> Required action
Go through the listing and state how many lines hold the string "metal". Nothing else is needed.

> Material shown
□ □ □ □ □ □ □

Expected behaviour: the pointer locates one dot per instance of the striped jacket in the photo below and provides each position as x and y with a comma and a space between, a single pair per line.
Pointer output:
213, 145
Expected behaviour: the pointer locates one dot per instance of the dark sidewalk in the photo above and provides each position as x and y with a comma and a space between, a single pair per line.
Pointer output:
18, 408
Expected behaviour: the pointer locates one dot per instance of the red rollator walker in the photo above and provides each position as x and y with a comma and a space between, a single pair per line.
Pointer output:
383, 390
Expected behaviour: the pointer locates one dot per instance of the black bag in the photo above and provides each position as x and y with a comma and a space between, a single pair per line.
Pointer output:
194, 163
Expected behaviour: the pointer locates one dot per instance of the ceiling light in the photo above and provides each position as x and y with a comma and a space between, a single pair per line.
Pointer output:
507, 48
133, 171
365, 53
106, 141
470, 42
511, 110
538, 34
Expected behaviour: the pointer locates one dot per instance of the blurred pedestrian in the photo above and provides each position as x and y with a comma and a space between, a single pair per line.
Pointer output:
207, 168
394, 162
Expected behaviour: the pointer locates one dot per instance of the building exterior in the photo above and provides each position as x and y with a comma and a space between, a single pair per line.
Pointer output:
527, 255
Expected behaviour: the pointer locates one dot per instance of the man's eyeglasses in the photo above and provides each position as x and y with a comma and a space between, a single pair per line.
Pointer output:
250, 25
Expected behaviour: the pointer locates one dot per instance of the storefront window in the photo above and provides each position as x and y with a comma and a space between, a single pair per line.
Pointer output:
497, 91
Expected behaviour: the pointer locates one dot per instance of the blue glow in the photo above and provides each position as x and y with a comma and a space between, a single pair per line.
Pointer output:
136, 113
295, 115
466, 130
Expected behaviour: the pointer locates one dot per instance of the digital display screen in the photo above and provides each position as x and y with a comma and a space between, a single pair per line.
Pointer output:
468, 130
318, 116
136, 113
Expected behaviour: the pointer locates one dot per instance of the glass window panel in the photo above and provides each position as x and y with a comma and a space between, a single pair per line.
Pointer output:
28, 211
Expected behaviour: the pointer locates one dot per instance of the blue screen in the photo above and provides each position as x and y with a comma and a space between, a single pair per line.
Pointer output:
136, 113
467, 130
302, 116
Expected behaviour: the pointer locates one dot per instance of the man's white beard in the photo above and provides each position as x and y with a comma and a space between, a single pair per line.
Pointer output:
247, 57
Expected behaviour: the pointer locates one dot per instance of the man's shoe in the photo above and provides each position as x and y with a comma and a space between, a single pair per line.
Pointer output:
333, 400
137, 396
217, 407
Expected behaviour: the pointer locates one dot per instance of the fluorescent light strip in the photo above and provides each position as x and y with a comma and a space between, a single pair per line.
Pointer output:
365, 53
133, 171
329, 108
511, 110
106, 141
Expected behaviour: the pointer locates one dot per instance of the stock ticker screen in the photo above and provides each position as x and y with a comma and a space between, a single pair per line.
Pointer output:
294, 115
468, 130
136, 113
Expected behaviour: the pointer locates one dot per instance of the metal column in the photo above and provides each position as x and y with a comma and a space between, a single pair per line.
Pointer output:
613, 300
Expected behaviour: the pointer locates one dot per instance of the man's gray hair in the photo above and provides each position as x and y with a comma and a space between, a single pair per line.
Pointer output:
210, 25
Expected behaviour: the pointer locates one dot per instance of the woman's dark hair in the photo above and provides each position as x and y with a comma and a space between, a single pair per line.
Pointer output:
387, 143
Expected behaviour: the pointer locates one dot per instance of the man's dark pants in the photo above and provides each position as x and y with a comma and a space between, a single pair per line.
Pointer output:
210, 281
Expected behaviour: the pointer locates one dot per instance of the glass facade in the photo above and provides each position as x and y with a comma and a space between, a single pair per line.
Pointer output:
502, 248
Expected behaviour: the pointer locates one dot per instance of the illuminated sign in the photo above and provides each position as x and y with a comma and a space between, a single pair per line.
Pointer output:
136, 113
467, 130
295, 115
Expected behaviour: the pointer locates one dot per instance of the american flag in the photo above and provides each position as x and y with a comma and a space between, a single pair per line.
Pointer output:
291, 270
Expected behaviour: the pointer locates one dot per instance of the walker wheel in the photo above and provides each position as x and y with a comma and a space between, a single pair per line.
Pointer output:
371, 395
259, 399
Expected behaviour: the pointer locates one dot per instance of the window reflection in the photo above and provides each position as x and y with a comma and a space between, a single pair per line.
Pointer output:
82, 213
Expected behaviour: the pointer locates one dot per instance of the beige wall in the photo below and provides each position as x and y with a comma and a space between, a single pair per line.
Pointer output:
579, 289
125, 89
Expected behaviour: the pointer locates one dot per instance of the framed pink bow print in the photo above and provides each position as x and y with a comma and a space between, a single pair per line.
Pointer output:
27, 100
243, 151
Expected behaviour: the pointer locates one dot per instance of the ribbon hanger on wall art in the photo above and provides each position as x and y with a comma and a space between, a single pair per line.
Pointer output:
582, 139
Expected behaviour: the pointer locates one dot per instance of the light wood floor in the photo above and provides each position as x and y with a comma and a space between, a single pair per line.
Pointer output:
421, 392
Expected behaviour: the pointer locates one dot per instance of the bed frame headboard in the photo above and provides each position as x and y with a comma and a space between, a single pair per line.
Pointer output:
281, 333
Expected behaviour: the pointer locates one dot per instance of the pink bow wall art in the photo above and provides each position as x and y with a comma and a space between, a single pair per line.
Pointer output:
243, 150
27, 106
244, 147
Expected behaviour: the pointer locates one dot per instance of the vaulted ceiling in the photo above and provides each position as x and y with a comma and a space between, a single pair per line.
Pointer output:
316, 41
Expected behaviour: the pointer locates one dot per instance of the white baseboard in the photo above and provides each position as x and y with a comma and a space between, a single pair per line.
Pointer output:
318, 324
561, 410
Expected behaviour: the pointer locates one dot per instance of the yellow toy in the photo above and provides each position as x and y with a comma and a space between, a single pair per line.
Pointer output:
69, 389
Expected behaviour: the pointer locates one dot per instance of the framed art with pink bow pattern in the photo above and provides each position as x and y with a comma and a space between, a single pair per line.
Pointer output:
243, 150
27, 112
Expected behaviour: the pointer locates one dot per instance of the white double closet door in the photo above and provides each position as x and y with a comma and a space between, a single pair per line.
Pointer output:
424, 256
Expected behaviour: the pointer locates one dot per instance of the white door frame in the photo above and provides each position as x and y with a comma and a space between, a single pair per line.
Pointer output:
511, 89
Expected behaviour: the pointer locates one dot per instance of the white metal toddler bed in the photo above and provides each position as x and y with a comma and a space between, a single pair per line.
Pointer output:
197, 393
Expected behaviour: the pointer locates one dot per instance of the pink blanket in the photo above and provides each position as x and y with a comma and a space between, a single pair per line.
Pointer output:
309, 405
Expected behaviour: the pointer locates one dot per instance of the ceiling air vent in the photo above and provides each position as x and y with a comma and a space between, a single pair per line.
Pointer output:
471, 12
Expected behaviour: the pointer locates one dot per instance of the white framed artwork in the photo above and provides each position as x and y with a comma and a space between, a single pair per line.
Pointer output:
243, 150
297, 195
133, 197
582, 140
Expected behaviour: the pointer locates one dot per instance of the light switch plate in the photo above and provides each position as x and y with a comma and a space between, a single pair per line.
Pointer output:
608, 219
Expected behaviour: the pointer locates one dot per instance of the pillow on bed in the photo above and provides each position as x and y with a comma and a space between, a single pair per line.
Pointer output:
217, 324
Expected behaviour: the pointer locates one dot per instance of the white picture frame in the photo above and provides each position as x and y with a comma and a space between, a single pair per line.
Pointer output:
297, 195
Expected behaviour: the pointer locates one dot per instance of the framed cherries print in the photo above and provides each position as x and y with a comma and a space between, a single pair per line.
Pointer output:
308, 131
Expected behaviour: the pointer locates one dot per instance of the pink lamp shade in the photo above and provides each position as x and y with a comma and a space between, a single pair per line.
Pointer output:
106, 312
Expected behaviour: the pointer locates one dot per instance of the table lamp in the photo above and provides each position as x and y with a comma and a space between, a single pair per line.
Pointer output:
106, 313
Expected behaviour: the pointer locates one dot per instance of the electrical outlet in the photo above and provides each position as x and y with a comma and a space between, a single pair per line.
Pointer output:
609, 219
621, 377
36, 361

□ □ □ □ □ □ □

> Task answer
2